WRITTEN REQUEST 1 >>
List every oxidizing agent in the group from which claim 30 of the casting-pattern patent text below makes its selection.

READING PASSAGE >>

>>

30. A casting pattern for metal casting that includes an oxidizing agent that can react with a residue formed as a result of degradation of the casting pattern during casting, wherein the oxidizing agent is selected from the group consisting of peroxalates, nitrates, carbonates, malonic acid and oxalic acid.
31. The casting pattern of claim 30 wherein the oxidizing agent includes a peroxalate.
32. The casting pattern of claim 30 wherein the oxidizing agent includes a nitrate.
33. The casting pattern of claim 30 wherein the oxidizing agent includes a carbonate.
34. The casting pattern of claim 30 wherein the oxidizing agent includes a peroxide.
35. The casting pattern of claim 30 wherein the casting pattern includes a polymer pattern and a coating, and wherein both the polymer pattern and the coating include the additive as a component.
36. The casting pattern of claim 30 wherein the residue includes carbon.
37. The casting pattern of claim 36 wherein the oxidizing agent at least partially encapsulates a pattern core.
38. The casting pattern of claim 36 wherein the casting pattern is a laminar structure comprised of at least one layer of the oxidizing agent.
39. The casting pattern of claim 36 wherein the oxidizing agent is substantially evenly interspersed throughout the casting pattern.
40. The casting pattern of claim 36 wherein the casting pattern includes a pattern core and a refractory coating and wherein the refractory coating at least partially encapsulates the pattern core.
41. The casting pattern of claim 40 wherein the oxidizing agent is a component of the refractory coating.
42. The casting pattern of claim 40 wherein the oxidizing agent at least partially encapsulates the refractory coating.
Description
BACKGROUND OF THE INVENTION

A metal part is generally cast by immersing a three-dimensional casting pattern of the part in a casting medium, such as unbounded sand, and then displacing the casting pattern with molten metal which subsequently cools to form the metal part. However, displacement of the casting pattern by the molten metal, which necessarily destroys the casting pattern, typically causes a residue of decomposition products from the casting pattern to accumulate at an interface of the molten metal and the casting pattern as the molten metal advances. The residue of decomposition products can include, for example, carbon that remains after decomposition of a polystyrene pattern. Another example of residue includes decomposition products of binders that are employed to form certain types of casting patterns for metal casting. The carbon residue has been shown to comprise as much as about 25% of the weight of the casting pattern, and it can cause a variety of defects, such as blemishes, in cast metal parts and can cause excessive carbon contamination of low carbon steels.

Therefore, a need exists for an improved method of casting that significantly reduces or eliminates the above-mentioned problems.

SUMMARY OF THE INVENTION

The present invention relates to a method, a casting pattern, such as a polymeric casting pattern, such as a polymeric casting pattern, and an apparatus for gasifying residue during metal casting.

<<

DATA LISTING >>
>>

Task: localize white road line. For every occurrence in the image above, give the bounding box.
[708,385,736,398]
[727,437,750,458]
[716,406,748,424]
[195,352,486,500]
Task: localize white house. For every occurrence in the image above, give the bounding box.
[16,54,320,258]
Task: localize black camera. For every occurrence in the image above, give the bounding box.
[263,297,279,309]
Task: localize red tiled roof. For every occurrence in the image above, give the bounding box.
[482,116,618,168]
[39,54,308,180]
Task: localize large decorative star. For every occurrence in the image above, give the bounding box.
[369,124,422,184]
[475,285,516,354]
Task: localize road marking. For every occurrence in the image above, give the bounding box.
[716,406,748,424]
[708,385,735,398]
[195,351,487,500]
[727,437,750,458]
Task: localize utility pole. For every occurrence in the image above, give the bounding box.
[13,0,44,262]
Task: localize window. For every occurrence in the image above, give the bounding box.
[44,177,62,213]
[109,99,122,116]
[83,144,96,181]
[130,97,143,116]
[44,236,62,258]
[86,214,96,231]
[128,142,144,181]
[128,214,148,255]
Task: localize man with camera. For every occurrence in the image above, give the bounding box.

<<

WRITTEN REQUEST 2 >>
Format the entries above, starting at the line that contains "Task: localize utility" and ending at the final line of the entries, as a JSON list of strings with one string per line and blank lines left out.

FULL OUTPUT 1 >>
peroxalates, nitrates, carbonates, malonic acid, oxalic acid

FULL OUTPUT 2 >>
[
  "Task: localize utility pole. For every occurrence in the image above, give the bounding box.",
  "[13,0,44,262]",
  "Task: localize window. For every occurrence in the image above, give the bounding box.",
  "[44,177,62,213]",
  "[109,99,122,116]",
  "[83,144,96,181]",
  "[130,97,143,116]",
  "[44,236,62,258]",
  "[86,214,96,231]",
  "[128,142,144,181]",
  "[128,214,148,255]",
  "Task: localize man with camera. For every occurrence in the image above, give the bounding box."
]